- **Reading passage**

We’re thrilled to learn that the rudimentary twist beam rear suspension has been replaced with a multi-link independent rear setup, the front suspension has been refined, and turbo models have thicker front and rear sway bars and quicker steering ratio.

There are three different 18-inch wheels, depending on the trim level, and the aforementioned $500 Performance wheel and tire package available only on manual Turbo models. There are a variety of exterior colours with two-tone selections available for Turbo Tech models.

Nimble, composed, fun

The engine note doesn’t offer much on the “tingle your loins” scale – think “swarm of hornets” rather than “angry bumblebee”. But the low torque delivery makes it delightfully responsive. The dual-clutch automatic is efficient, if not thrilling, and delivers fairly crisp downshifts with sport mode engaged. But within a block or two of raggedy DVP pavement, it becomes readily apparent that the Veloster has gained the gamboling playfulness worthy of any fun-to-drive compact. It’s not in Golf R, Focus RS hot-hatch territory – that will be for the upcoming Veloster N to tackle – but this car now delivers on what its looks only used to promise.

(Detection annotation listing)
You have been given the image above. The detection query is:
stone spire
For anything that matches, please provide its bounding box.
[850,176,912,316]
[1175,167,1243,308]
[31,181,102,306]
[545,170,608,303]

- **Things to do**
a – Translate this sentence from the Veloster review into Spanish: "But the low torque delivery makes it delightfully responsive."
b – Return the stretch of the Veloster review from "Nimble, composed, fun" through "used to promise.", copied word for word.
This listing was taken from a different source than the text.

- **Responses to the tasks**
a – Pero la entrega de par a bajas revoluciones lo vuelve deliciosamente receptivo.

b –
Nimble, composed, fun

The engine note doesn’t offer much on the “tingle your loins” scale – think “swarm of hornets” rather than “angry bumblebee”. But the low torque delivery makes it delightfully responsive. The dual-clutch automatic is efficient, if not thrilling, and delivers fairly crisp downshifts with sport mode engaged. But within a block or two of raggedy DVP pavement, it becomes readily apparent that the Veloster has gained the gamboling playfulness worthy of any fun-to-drive compact. It’s not in Golf R, Focus RS hot-hatch territory – that will be for the upcoming Veloster N to tackle – but this car now delivers on what its looks only used to promise.